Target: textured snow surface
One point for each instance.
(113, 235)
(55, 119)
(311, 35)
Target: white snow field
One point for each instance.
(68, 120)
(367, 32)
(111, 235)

• Task directions: The records shown above are to be copied exactly, every one of them.

• Reply:
Target: textured snow surface
One point for each instance.
(113, 235)
(55, 119)
(311, 35)
Target: white snow field
One point for each instance.
(68, 120)
(367, 32)
(111, 235)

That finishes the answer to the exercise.